- **STATED GOAL**: Turn every line of the material below into a numbered list, skipping blank lines and leaving the pictures out.

## start DATASET CONTENT

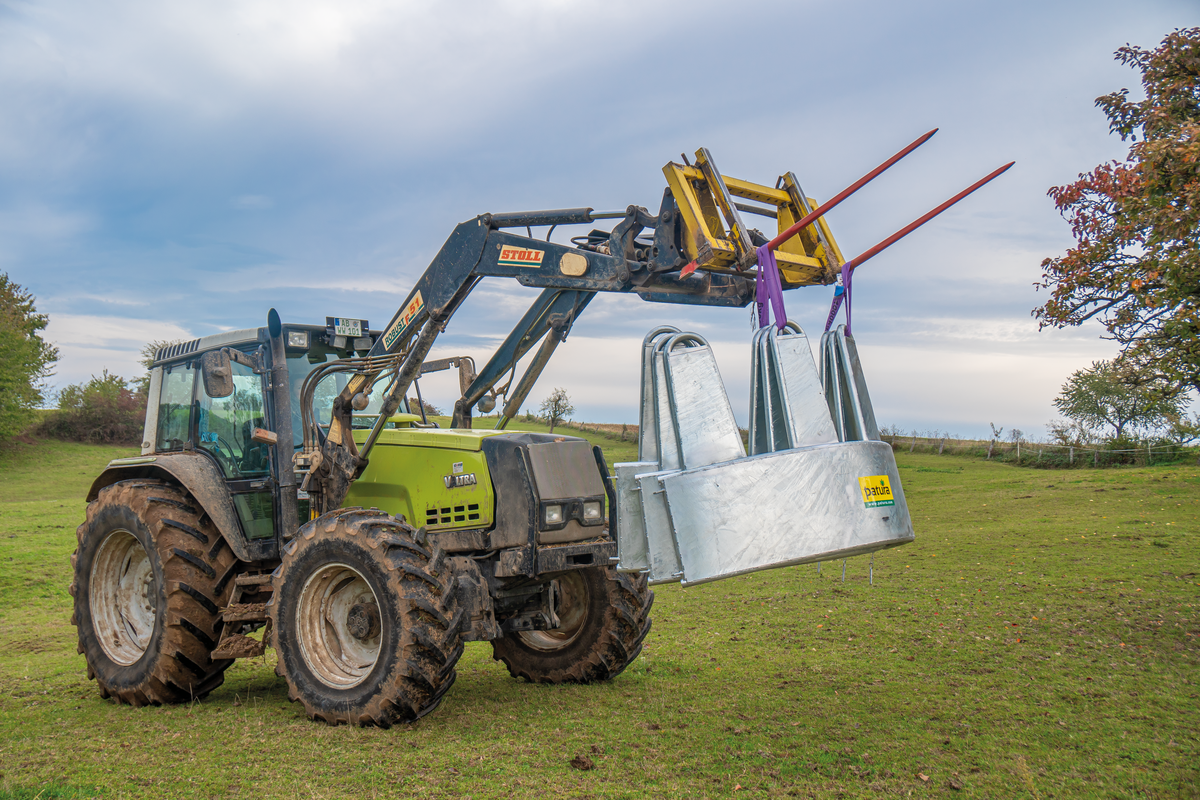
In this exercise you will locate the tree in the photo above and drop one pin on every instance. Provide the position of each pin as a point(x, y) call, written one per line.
point(25, 359)
point(1114, 394)
point(557, 408)
point(1137, 263)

## end DATASET CONTENT

- **EXERCISE RESPONSE**:
1. In this exercise you will locate the tree in the photo above and drop one pin on every instance. Provide the position of each pin as a point(x, y) call, written one per line.
2. point(25, 359)
3. point(1114, 394)
4. point(557, 408)
5. point(1137, 263)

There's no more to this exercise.